▸ WORK TO BE COMPLETED: It is required that all of the data be written out exactly.

####

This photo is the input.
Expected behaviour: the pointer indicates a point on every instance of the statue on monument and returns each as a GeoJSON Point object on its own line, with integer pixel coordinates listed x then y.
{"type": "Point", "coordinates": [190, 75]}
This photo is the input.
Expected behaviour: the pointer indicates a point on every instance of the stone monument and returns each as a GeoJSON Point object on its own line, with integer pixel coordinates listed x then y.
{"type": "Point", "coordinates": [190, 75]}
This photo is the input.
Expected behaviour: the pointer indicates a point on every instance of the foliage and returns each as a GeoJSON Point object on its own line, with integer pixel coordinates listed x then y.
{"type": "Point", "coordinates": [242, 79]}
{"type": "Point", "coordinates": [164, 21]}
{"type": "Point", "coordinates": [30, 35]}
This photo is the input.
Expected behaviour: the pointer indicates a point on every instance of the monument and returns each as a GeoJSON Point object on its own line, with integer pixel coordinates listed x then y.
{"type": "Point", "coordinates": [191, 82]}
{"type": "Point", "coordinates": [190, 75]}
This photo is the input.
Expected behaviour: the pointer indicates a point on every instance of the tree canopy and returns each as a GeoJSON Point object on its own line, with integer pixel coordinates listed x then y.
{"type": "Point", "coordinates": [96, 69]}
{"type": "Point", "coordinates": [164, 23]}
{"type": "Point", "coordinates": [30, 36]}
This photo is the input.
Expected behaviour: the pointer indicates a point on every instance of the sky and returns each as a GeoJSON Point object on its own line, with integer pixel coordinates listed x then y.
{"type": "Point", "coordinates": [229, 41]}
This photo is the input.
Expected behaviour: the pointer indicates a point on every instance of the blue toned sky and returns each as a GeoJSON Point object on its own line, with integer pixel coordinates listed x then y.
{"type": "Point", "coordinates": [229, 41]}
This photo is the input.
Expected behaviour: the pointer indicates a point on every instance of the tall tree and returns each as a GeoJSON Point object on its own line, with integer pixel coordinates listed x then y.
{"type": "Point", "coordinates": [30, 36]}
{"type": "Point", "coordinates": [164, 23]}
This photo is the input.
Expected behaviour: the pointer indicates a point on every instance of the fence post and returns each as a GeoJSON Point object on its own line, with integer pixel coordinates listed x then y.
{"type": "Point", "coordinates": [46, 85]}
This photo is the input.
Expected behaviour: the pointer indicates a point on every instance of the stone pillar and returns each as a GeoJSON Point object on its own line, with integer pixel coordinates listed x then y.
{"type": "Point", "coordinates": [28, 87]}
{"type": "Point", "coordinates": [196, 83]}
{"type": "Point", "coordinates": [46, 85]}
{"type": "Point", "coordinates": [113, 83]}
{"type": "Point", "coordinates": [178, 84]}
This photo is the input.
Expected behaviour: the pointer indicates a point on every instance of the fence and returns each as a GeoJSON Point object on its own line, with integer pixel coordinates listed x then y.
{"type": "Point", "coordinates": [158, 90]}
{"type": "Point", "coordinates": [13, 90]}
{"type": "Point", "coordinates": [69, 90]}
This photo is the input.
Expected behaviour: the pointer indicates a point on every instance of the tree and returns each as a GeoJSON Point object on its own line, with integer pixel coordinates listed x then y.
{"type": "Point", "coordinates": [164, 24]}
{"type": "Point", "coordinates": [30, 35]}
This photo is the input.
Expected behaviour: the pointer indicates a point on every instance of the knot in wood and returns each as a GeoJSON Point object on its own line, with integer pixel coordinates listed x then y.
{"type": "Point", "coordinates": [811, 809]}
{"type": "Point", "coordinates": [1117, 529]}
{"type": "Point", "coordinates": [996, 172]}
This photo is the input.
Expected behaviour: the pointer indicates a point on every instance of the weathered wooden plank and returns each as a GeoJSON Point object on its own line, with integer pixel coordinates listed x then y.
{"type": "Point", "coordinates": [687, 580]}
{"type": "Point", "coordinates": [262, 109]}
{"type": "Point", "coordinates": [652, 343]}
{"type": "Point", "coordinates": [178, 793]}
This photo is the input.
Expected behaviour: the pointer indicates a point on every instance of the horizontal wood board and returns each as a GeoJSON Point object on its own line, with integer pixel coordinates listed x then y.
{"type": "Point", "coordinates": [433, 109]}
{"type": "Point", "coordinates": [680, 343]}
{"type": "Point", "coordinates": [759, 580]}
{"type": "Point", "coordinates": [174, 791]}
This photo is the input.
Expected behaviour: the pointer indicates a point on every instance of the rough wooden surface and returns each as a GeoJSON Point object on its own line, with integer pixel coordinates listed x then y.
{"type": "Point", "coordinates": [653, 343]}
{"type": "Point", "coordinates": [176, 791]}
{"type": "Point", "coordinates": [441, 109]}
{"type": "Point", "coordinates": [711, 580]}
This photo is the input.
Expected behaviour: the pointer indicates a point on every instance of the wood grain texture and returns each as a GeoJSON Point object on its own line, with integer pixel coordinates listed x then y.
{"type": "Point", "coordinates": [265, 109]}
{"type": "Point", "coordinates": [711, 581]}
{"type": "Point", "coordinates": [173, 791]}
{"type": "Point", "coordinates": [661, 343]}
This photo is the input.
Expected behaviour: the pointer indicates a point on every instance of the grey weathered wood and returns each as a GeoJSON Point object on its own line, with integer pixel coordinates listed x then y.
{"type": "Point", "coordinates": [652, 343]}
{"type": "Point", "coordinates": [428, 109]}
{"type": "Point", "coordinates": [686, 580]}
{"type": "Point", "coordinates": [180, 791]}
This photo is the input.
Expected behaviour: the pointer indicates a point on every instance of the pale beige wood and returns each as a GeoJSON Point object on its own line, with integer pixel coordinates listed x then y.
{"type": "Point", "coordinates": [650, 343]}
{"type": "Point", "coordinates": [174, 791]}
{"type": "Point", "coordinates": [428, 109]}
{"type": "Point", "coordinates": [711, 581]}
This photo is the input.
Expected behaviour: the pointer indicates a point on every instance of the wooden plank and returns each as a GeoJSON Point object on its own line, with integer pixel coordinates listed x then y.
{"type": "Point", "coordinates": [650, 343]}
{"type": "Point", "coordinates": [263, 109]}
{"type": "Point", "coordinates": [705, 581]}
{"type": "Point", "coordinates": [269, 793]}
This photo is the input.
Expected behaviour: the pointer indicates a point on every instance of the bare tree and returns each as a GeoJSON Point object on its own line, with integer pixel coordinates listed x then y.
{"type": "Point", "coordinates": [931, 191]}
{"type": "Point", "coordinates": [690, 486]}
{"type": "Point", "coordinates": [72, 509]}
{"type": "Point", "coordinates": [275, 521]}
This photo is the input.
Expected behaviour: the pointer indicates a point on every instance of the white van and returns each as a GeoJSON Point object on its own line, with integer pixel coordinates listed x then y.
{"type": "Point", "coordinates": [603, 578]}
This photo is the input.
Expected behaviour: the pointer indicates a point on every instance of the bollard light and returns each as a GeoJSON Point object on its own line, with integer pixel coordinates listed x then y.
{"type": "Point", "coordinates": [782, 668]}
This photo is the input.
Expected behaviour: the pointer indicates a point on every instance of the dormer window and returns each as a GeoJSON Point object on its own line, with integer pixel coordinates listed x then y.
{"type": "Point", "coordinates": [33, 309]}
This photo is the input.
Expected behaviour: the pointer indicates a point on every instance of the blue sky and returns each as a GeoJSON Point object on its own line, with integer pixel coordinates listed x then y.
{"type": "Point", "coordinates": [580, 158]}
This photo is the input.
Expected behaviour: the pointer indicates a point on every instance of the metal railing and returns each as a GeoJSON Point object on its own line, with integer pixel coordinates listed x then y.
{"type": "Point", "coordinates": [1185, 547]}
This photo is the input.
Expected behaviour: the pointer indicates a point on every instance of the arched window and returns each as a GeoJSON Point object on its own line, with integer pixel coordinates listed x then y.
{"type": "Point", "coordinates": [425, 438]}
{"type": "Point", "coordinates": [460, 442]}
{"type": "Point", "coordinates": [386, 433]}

####

▸ EXERCISE ANSWER:
This photo is the input.
Expected behaviour: the pointer indicates a point on every instance of the statue on monument and returns each as a GeoJSON Point object on its own line, with integer pixel coordinates listed x then y.
{"type": "Point", "coordinates": [190, 75]}
This photo is the input.
Expected behaviour: the pointer indicates a point on every instance of the stone monument and returns each as a GeoJSON Point object on its own line, with integer pixel coordinates listed x then y.
{"type": "Point", "coordinates": [190, 75]}
This photo is the input.
Expected behaviour: the pointer indicates a point on every instance of the foliage and returns each as a GeoJSON Point object on its own line, with integer pixel coordinates listed x then y.
{"type": "Point", "coordinates": [242, 79]}
{"type": "Point", "coordinates": [164, 21]}
{"type": "Point", "coordinates": [30, 35]}
This photo is the input.
Expected behaviour: the pointer indicates a point on every instance of the monument and returns each as a GeoJSON Point object on its own line, with integer pixel coordinates listed x then y.
{"type": "Point", "coordinates": [191, 82]}
{"type": "Point", "coordinates": [190, 75]}
This photo is the input.
Expected behaviour: the pointer indicates a point on every instance of the tree canopy and returns each as a GeoJSON Point object on its own line, with integer pixel coordinates listed x then y.
{"type": "Point", "coordinates": [96, 69]}
{"type": "Point", "coordinates": [164, 23]}
{"type": "Point", "coordinates": [30, 36]}
This photo is the input.
Expected behaviour: the pointer indicates a point on every instance of the sky and returns each as a GeoJSON Point object on its own line, with integer pixel coordinates listed x then y.
{"type": "Point", "coordinates": [229, 41]}
This photo is the input.
Expected behaviour: the pointer indicates a point on every instance of the blue toned sky and returns each as a GeoJSON Point object on its own line, with integer pixel coordinates listed x then y.
{"type": "Point", "coordinates": [229, 41]}
This photo is the input.
Expected behaviour: the pointer indicates a point on every instance of the tall tree and returns each as a GeoJSON Point object on its own line, with integer pixel coordinates listed x then y.
{"type": "Point", "coordinates": [30, 36]}
{"type": "Point", "coordinates": [164, 23]}
This photo is the input.
Expected behaviour: the pointer indicates a point on every instance of the fence post and returns each as a GeoJSON Point object on its own line, with integer pixel coordinates listed x then y.
{"type": "Point", "coordinates": [46, 85]}
This photo is the input.
Expected behaviour: the pointer indicates a point on every instance of the stone pillar and returns each as a GeoJSON Point object on its own line, with integer pixel coordinates listed x then y.
{"type": "Point", "coordinates": [28, 87]}
{"type": "Point", "coordinates": [196, 83]}
{"type": "Point", "coordinates": [46, 85]}
{"type": "Point", "coordinates": [113, 83]}
{"type": "Point", "coordinates": [178, 84]}
This photo is the input.
Expected behaviour: the pointer indicates a point on every instance of the fence and returns each as a GeoJSON Point object on its own line, with integer pixel coordinates listed x then y.
{"type": "Point", "coordinates": [158, 90]}
{"type": "Point", "coordinates": [13, 90]}
{"type": "Point", "coordinates": [69, 90]}
This photo is the input.
Expected behaviour: the pointer indicates a point on every instance of the tree and returns each as a GeoJSON Point object on its own line, with integer pixel coordinates listed x then y.
{"type": "Point", "coordinates": [164, 24]}
{"type": "Point", "coordinates": [30, 35]}
This photo is the input.
Expected behaviour: the pointer indicates a point on every instance of the knot in wood and returns each as a GeoJSON Point object on its own line, with integer pixel coordinates listed x then y.
{"type": "Point", "coordinates": [811, 809]}
{"type": "Point", "coordinates": [1117, 529]}
{"type": "Point", "coordinates": [996, 172]}
This photo is the input.
Expected behaviour: the pointer indicates a point on every instance of the weathered wooden plank and returns each as a GeoJSON Point object on its own line, with integer pixel coordinates listed x then y.
{"type": "Point", "coordinates": [687, 580]}
{"type": "Point", "coordinates": [262, 109]}
{"type": "Point", "coordinates": [652, 343]}
{"type": "Point", "coordinates": [178, 793]}
This photo is the input.
Expected behaviour: the pointer indicates a point on every instance of the horizontal wood board and returns each as a GeoJSON Point object on its own line, with integer pixel coordinates listed x then y.
{"type": "Point", "coordinates": [433, 109]}
{"type": "Point", "coordinates": [680, 343]}
{"type": "Point", "coordinates": [759, 580]}
{"type": "Point", "coordinates": [174, 791]}
This photo is the input.
Expected behaviour: the pointer indicates a point on every instance of the rough wooden surface and returns each as a GeoJSON Point object on its own line, with integer pixel coordinates listed x then y.
{"type": "Point", "coordinates": [653, 343]}
{"type": "Point", "coordinates": [176, 791]}
{"type": "Point", "coordinates": [441, 109]}
{"type": "Point", "coordinates": [711, 580]}
This photo is the input.
Expected behaviour: the pointer indicates a point on every instance of the wood grain texture and returns each as a GeoJSON Point object on its own line, with integer pixel coordinates listed x then y.
{"type": "Point", "coordinates": [265, 109]}
{"type": "Point", "coordinates": [711, 581]}
{"type": "Point", "coordinates": [173, 791]}
{"type": "Point", "coordinates": [661, 343]}
This photo is the input.
Expected behaviour: the pointer indicates a point on every instance of the grey weathered wood and returns each as a GeoJSON Point object on its own line, with integer pixel coordinates listed x then y.
{"type": "Point", "coordinates": [652, 343]}
{"type": "Point", "coordinates": [428, 109]}
{"type": "Point", "coordinates": [686, 580]}
{"type": "Point", "coordinates": [180, 791]}
This photo is the input.
Expected behaviour: the pointer indicates a point on every instance of the pale beige wood and returns each as a GeoJSON Point object on its own line, with integer pixel coordinates listed x then y.
{"type": "Point", "coordinates": [650, 343]}
{"type": "Point", "coordinates": [174, 791]}
{"type": "Point", "coordinates": [428, 109]}
{"type": "Point", "coordinates": [711, 581]}
This photo is the input.
Expected behaviour: the pointer indicates a point on every instance of the wooden plank and returns each as a GeoJSON Point object on its own line, with integer pixel coordinates listed x then y.
{"type": "Point", "coordinates": [650, 343]}
{"type": "Point", "coordinates": [263, 109]}
{"type": "Point", "coordinates": [705, 581]}
{"type": "Point", "coordinates": [269, 793]}
This photo is the input.
Expected behaviour: the pointer indicates a point on every instance of the bare tree and returns each as a GeoJSON Point object on its own line, with integer pixel coordinates listed x then y.
{"type": "Point", "coordinates": [931, 191]}
{"type": "Point", "coordinates": [690, 486]}
{"type": "Point", "coordinates": [72, 509]}
{"type": "Point", "coordinates": [275, 521]}
This photo is the input.
Expected behaviour: the pointer indicates a point on every instance of the white van and returns each as a GeoJSON Point object on its own line, with integer pixel coordinates listed x then y.
{"type": "Point", "coordinates": [603, 578]}
This photo is the input.
Expected behaviour: the pointer indicates a point on every instance of the bollard light and returns each as a GeoJSON Point object on its own line, with integer pixel coordinates listed x then y.
{"type": "Point", "coordinates": [782, 668]}
This photo is the input.
Expected behaviour: the pointer indicates a point on every instance of the dormer window and returns each as a GeoJSON Point object on its own line, with integer pixel coordinates listed x then y.
{"type": "Point", "coordinates": [33, 309]}
This photo is the input.
Expected behaviour: the pointer indicates a point on every instance of the blue sky and returns each as a GeoJSON Point object on its own line, with integer pixel coordinates listed x then y.
{"type": "Point", "coordinates": [580, 158]}
This photo is the input.
Expected behaviour: the pointer indicates a point on every instance of the metal railing and returns each as a GeoJSON Point object on its own line, with integer pixel coordinates listed x then y.
{"type": "Point", "coordinates": [1185, 547]}
This photo is the input.
Expected behaviour: the pointer indicates a point on every instance of the arched window and returns each as a GeoJSON Point object on its own line, with integer pixel coordinates listed x then y.
{"type": "Point", "coordinates": [425, 438]}
{"type": "Point", "coordinates": [460, 442]}
{"type": "Point", "coordinates": [386, 433]}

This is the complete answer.